→ What you are asked to do: Transcribe all records exactly.

-- -- --

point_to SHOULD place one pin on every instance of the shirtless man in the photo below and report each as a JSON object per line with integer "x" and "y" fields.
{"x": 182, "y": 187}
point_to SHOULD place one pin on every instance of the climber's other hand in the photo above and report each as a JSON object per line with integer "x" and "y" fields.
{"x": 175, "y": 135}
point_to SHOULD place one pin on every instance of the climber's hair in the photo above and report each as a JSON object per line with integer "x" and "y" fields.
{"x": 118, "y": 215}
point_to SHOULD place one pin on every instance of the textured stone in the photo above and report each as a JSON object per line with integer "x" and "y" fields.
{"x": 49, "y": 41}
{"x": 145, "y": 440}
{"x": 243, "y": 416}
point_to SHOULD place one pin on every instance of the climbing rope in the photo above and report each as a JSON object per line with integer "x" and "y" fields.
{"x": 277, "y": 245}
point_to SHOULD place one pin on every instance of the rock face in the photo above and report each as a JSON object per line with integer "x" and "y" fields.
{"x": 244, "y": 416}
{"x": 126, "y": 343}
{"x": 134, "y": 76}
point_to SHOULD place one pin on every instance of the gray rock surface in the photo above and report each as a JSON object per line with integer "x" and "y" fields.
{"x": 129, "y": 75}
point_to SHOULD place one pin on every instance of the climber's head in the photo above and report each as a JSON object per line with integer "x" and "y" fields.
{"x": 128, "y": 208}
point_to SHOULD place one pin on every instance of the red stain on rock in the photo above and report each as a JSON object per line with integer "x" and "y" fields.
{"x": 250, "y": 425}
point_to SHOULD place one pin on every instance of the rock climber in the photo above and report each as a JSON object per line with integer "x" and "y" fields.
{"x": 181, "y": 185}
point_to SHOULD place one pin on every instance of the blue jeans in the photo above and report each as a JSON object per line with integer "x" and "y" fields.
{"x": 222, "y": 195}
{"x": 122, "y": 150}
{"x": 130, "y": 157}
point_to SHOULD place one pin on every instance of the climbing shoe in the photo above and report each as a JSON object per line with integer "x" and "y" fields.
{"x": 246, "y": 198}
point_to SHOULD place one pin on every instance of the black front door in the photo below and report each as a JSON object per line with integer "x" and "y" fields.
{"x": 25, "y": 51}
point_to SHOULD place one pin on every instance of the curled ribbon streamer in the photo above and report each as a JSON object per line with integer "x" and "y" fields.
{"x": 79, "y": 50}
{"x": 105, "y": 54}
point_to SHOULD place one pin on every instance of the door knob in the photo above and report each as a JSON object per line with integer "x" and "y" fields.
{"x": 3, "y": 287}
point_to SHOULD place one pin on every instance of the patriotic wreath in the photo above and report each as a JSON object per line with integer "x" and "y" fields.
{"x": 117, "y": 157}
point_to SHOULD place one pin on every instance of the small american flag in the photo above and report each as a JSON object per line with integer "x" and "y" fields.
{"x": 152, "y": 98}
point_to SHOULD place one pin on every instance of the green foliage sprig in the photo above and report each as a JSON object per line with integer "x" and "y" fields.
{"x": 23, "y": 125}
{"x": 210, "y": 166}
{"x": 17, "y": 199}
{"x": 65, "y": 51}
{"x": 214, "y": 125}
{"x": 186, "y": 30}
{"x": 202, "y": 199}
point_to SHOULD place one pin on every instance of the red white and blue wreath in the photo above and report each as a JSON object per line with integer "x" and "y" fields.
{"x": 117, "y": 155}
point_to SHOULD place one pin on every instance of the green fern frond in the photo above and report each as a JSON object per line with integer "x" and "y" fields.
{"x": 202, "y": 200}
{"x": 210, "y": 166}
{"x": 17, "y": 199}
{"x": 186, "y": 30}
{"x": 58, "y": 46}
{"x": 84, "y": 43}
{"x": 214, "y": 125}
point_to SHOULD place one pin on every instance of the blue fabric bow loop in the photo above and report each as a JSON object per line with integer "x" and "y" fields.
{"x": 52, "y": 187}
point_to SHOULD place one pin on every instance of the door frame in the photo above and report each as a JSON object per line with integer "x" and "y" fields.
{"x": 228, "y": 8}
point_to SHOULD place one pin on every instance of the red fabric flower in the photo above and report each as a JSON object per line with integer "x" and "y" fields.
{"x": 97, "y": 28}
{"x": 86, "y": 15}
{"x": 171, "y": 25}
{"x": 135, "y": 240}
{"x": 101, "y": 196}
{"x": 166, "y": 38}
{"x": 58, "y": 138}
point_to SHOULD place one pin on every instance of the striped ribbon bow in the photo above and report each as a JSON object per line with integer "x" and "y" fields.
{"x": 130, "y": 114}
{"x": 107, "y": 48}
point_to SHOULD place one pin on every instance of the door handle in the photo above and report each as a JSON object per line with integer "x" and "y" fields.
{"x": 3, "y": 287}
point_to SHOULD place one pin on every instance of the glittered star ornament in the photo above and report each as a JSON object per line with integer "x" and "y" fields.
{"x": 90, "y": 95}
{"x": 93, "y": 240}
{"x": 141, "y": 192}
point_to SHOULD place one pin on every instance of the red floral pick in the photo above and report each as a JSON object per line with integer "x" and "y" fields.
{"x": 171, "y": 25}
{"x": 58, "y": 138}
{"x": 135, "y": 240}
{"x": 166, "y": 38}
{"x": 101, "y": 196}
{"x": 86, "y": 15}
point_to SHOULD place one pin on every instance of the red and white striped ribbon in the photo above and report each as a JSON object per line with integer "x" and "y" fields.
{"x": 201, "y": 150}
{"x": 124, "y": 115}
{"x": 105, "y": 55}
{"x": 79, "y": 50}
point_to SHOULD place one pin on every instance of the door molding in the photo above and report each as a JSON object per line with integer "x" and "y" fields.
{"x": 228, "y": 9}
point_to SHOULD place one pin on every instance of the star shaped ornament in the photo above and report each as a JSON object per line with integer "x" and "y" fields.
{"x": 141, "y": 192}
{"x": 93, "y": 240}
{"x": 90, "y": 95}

-- -- --

→ Result:
point_to SHOULD place one pin on every instance of the shirtless man in the photo below and report each as a JSON object per line with integer "x" and "y" fields.
{"x": 182, "y": 187}
point_to SHOULD place one pin on every instance of the climber's other hand in the photo above and report each as a JSON object per line with integer "x" and "y" fields.
{"x": 175, "y": 135}
point_to SHOULD place one pin on every instance of the climber's hair in the photo above and report each as a JSON object per line with integer "x" and "y" fields.
{"x": 118, "y": 215}
point_to SHOULD place one pin on every instance of the textured stone in the photo above and report each as a JSON object per line with integer "x" and "y" fields.
{"x": 49, "y": 41}
{"x": 145, "y": 440}
{"x": 243, "y": 416}
point_to SHOULD place one pin on every instance of the climbing rope in the photo above and report each as a JSON object per line with integer "x" and "y" fields.
{"x": 277, "y": 245}
point_to SHOULD place one pin on every instance of the rock face in the photo above and report each as a JSON object per line with integer "x" and "y" fields.
{"x": 244, "y": 416}
{"x": 126, "y": 343}
{"x": 134, "y": 76}
point_to SHOULD place one pin on every instance of the gray rock surface in the photo above and report each as a JSON object per line with integer "x" and "y" fields.
{"x": 129, "y": 75}
point_to SHOULD place one pin on every instance of the climber's head in the photo above and report each as a JSON object per line with integer "x" and "y" fields.
{"x": 128, "y": 208}
point_to SHOULD place one pin on every instance of the red stain on rock in the photo above and report each as a JSON object per line with integer "x" and "y" fields.
{"x": 250, "y": 425}
point_to SHOULD place one pin on every instance of the rock climber in the photo above and report each as a JSON object per line with integer "x" and "y" fields.
{"x": 181, "y": 185}
point_to SHOULD place one pin on every instance of the blue jeans in the photo above and report each as a JSON object per line with integer "x" and "y" fields.
{"x": 222, "y": 195}
{"x": 122, "y": 150}
{"x": 130, "y": 157}
point_to SHOULD place one pin on every instance of the climbing shoe in the photo above and report each as a JSON object per line with integer "x" and "y" fields.
{"x": 246, "y": 198}
point_to SHOULD place one pin on every instance of the black front door in the photo below and report each as a JSON object per line with integer "x" and "y" fields.
{"x": 25, "y": 51}
point_to SHOULD place one pin on every instance of the curled ribbon streamer in the photo above and report each as a JSON object per line with integer "x" and "y" fields.
{"x": 79, "y": 50}
{"x": 105, "y": 54}
point_to SHOULD place one pin on every instance of the door knob in the photo above and report each as a JSON object per line with integer "x" and "y" fields.
{"x": 3, "y": 287}
point_to SHOULD place one pin on every instance of the patriotic wreath in the photo above and report each as a JSON object per line with integer "x" and "y" fields.
{"x": 117, "y": 157}
point_to SHOULD place one pin on every instance of the small american flag in the photo above and report each as a JSON object per line with integer "x" and "y" fields.
{"x": 152, "y": 98}
point_to SHOULD place one pin on every instance of the green foliage sprig in the photo above and report each as a JSON object per line with integer "x" and "y" fields.
{"x": 23, "y": 125}
{"x": 210, "y": 166}
{"x": 17, "y": 199}
{"x": 65, "y": 51}
{"x": 214, "y": 125}
{"x": 186, "y": 30}
{"x": 202, "y": 199}
point_to SHOULD place one pin on every instance of the red white and blue wreath in the photo above and report each as a JSON object per line with integer "x" and "y" fields.
{"x": 117, "y": 155}
point_to SHOULD place one pin on every instance of the green fern frond in the photo above and report each as a JSON object per line with integer "x" and "y" fields.
{"x": 202, "y": 200}
{"x": 210, "y": 166}
{"x": 17, "y": 199}
{"x": 186, "y": 30}
{"x": 58, "y": 46}
{"x": 84, "y": 43}
{"x": 214, "y": 125}
point_to SHOULD place one pin on every instance of the blue fabric bow loop in the photo above and report each as a JSON object per line with integer "x" and "y" fields.
{"x": 52, "y": 187}
point_to SHOULD place one pin on every instance of the door frame in the photo above and report each as a JSON object per line with integer "x" and "y" fields.
{"x": 228, "y": 8}
point_to SHOULD place one pin on every instance of the red fabric flower in the photo above and report each as a JSON object per line with integer "x" and "y" fields.
{"x": 97, "y": 28}
{"x": 86, "y": 15}
{"x": 171, "y": 25}
{"x": 135, "y": 240}
{"x": 101, "y": 196}
{"x": 166, "y": 38}
{"x": 58, "y": 138}
point_to SHOULD place one pin on every instance of the striped ribbon bow in the photo above and report each as a JSON object per line with integer "x" and "y" fields.
{"x": 130, "y": 114}
{"x": 107, "y": 48}
point_to SHOULD place one pin on every instance of the door handle in the photo above and report each as a JSON object per line with integer "x" and "y" fields.
{"x": 3, "y": 287}
point_to SHOULD place one pin on every instance of the glittered star ornament in the photo above and report each as a JSON object per line with integer "x" and "y" fields.
{"x": 90, "y": 95}
{"x": 93, "y": 240}
{"x": 141, "y": 192}
point_to SHOULD place one pin on every instance of the red floral pick in the photo above and report each as a JSON object per line with integer "x" and "y" fields.
{"x": 171, "y": 25}
{"x": 58, "y": 138}
{"x": 135, "y": 240}
{"x": 166, "y": 38}
{"x": 101, "y": 196}
{"x": 86, "y": 15}
point_to SHOULD place one pin on every instance of the red and white striped ribbon in the photo above and report each as a JSON object per line with integer "x" and "y" fields.
{"x": 201, "y": 150}
{"x": 124, "y": 115}
{"x": 105, "y": 55}
{"x": 79, "y": 50}
point_to SHOULD place one pin on every instance of the door molding in the photo above and report each as a JSON object per line with integer "x" and "y" fields.
{"x": 228, "y": 9}
point_to SHOULD place one pin on every instance of the star shaped ornament in the photo above and report each as a JSON object per line with integer "x" and "y" fields.
{"x": 141, "y": 192}
{"x": 93, "y": 240}
{"x": 90, "y": 95}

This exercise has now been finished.